==== GIVEN PASSAGE ====

In Jesus, we discover that God has nothing to do with violence or retribution, but everything to do with a love that is for human flourishing. As Michael puts it:

By removing retribution from the work and character of God, Jesus … opened up a new way, a path, which he also invites us to travel. Sadly, few have found that this path and church history replete with hundreds, even thousands of examples of a Janus-faced god, a god who is merciful and wrathful, loving and punishing. Some have said that we need to hold to both of these sides together. Jesus didn’t and neither should we. It is time for us to follow Jesus in reconsidering what divinity without retribution looks like. (70)

Rob and Michael are two pastoral theologians who are guiding us in imagining what God looks like without retribution. For Rob, it looks like the God in Jesus who is for human flourishing; who is withhumans during times of success and times of suffering; and who is ahead of us, pulling us into a future full of love, compassion, and forgiveness.

Near the end of the interview, Oprah asks Rob what he wants to do in the next chapter of his life. Rob responds by stating, “I want more people to have a sense that they are loved. That the grace of God is real and it’s for them.” God is not like the Janus-faced gods; God is like Jesus, who loved everyone, including those who sought to kill him.

The interview finishes with Oprah asking Rob a series of fill in the blank statements. One of them is “God is _____.” Rob responds, “Love. Let’s stick to that one. God is love.” This is the Christian alternative to the Janus-faced gods that have plagued human history. Michael fills in the blank with the same word. “In the only instances in the New Testament where axiomatic statements are made about God (God is _____), God is called ‘light’ and ‘love.’ These statements about God in I John 1:5 and 4:8 are correlated with the graspability of God in Jesus, the ‘word of life’ who could be seen, heard and touched” (94).

==== INFORMATION PROVIDED ====

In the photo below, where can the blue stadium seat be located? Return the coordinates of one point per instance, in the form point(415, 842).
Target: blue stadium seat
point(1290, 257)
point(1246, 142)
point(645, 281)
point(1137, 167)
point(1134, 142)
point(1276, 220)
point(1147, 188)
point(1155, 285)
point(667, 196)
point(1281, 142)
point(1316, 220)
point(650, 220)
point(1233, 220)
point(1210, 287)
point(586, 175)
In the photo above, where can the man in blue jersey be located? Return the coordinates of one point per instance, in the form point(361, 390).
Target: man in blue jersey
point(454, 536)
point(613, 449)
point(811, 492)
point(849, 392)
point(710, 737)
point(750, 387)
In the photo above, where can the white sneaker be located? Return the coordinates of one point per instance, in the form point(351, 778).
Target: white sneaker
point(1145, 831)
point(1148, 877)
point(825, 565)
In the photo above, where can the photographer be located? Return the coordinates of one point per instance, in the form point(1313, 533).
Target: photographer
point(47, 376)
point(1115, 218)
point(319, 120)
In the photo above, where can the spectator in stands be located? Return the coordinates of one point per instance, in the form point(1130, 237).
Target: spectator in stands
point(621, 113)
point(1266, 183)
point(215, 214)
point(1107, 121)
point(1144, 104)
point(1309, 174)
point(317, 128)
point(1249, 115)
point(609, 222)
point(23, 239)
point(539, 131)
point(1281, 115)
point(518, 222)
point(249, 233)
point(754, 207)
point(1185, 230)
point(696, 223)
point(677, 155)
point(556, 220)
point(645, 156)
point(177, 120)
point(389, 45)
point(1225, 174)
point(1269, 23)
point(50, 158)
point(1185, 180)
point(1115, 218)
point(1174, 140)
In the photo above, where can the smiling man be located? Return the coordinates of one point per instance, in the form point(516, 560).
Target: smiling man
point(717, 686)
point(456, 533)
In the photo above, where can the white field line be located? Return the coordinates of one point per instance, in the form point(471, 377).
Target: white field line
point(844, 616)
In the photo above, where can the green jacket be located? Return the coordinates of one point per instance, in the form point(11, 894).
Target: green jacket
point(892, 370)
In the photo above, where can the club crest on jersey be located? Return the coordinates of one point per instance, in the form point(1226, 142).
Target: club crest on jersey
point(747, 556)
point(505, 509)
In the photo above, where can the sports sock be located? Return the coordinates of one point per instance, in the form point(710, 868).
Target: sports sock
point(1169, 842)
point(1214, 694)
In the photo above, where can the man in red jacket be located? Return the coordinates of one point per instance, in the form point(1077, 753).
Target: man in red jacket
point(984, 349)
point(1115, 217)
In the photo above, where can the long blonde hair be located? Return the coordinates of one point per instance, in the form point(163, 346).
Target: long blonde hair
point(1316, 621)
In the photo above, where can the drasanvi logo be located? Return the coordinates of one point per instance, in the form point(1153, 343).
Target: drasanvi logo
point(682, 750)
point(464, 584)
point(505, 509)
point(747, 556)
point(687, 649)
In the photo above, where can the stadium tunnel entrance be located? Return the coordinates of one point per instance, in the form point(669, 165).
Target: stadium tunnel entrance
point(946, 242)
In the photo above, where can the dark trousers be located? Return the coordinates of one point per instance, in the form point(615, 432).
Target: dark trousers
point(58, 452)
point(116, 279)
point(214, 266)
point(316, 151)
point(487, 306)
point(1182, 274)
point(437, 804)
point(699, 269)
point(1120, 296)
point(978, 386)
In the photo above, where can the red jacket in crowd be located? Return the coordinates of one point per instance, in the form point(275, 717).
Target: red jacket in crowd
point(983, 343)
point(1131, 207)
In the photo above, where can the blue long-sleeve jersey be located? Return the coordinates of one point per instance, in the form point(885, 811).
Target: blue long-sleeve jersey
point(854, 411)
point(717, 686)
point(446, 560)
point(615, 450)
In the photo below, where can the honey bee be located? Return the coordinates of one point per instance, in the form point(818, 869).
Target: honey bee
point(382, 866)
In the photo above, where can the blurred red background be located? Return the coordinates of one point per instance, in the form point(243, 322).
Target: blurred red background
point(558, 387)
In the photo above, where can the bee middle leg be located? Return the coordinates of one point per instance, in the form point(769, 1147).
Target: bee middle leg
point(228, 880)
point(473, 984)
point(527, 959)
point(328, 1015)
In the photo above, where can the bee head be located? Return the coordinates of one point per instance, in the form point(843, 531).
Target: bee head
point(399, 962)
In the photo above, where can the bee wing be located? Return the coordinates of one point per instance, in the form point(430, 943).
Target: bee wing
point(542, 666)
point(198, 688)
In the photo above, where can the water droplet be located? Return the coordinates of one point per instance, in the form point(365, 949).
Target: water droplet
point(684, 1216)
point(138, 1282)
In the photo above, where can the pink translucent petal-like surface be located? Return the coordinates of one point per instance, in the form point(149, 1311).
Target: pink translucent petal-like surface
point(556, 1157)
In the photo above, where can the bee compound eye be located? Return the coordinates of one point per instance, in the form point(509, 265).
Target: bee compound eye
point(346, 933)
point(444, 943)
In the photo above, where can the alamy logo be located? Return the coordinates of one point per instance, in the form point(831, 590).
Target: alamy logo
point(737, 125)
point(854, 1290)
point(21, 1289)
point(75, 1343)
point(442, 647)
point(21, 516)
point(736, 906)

====

**WHAT IS NEEDED:**
Rewrite the passage on God and retribution from "By removing retribution" through "retribution looks like. (70)", swapping every "retribution" for "vengeance".

**REPLY TO THE TASK:**
By removing vengeance from the work and character of God, Jesus … opened up a new way, a path, which he also invites us to travel. Sadly, few have found that this path and church history replete with hundreds, even thousands of examples of a Janus-faced god, a god who is merciful and wrathful, loving and punishing. Some have said that we need to hold to both of these sides together. Jesus didn’t and neither should we. It is time for us to follow Jesus in reconsidering what divinity without vengeance looks like. (70)